* Extracted records:
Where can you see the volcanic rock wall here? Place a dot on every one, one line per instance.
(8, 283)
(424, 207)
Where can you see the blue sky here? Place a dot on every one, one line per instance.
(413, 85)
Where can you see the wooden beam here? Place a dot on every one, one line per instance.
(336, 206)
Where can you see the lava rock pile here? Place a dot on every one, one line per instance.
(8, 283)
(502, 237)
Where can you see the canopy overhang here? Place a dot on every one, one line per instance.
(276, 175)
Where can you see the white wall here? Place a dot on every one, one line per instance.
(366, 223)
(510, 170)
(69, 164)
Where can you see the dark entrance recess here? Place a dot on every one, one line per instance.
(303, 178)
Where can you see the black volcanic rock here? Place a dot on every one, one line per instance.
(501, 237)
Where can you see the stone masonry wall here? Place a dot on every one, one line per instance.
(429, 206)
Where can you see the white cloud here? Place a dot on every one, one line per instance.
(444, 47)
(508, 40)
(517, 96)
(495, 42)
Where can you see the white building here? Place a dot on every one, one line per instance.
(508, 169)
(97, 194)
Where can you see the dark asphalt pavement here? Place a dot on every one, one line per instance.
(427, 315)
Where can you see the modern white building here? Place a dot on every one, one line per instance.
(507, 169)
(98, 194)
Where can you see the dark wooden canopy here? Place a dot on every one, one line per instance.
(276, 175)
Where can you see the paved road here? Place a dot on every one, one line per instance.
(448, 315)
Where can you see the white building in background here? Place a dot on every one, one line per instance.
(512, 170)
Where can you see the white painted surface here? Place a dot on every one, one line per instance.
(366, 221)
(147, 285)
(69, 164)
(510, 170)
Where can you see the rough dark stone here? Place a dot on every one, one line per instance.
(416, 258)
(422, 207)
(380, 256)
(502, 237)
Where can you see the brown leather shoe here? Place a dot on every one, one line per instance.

* What you are asked to do: Reproduce the lines unchanged, starting with the line that contains "Where can you see the stone" and going on through the end of the rows.

* Result for this exercise:
Where can you see the stone masonry wall here? Place a dot on every one, one line per instance.
(429, 206)
Where can you see the white cloud here? Place a dot on every one, one line per instance.
(444, 47)
(508, 40)
(517, 96)
(495, 42)
Where can you see the white building here? Place a dot on every one, one line per instance.
(508, 169)
(97, 194)
Where can you see the dark asphalt pavement here? Place a dot on every one, one line per instance.
(427, 315)
Where can you see the modern white building here? Place a dot on every one, one line per instance.
(507, 169)
(98, 194)
Where can you see the dark wooden canopy here? Place a dot on every one, one line per instance.
(276, 175)
Where can you see the paved road here? Place a dot on every one, one line per instance.
(448, 315)
Where can you see the white building in background here? Place a dot on every one, one line per instance.
(512, 170)
Where can you see the white painted surface here? Place a dot on every one, one line per instance.
(366, 221)
(147, 285)
(69, 164)
(510, 170)
Where can you see the rough dark stone here? Place a dot on every one, one line per instance.
(416, 258)
(422, 207)
(380, 256)
(502, 237)
Where can you see the brown leather shoe here? Place a dot on every one, one line per instance.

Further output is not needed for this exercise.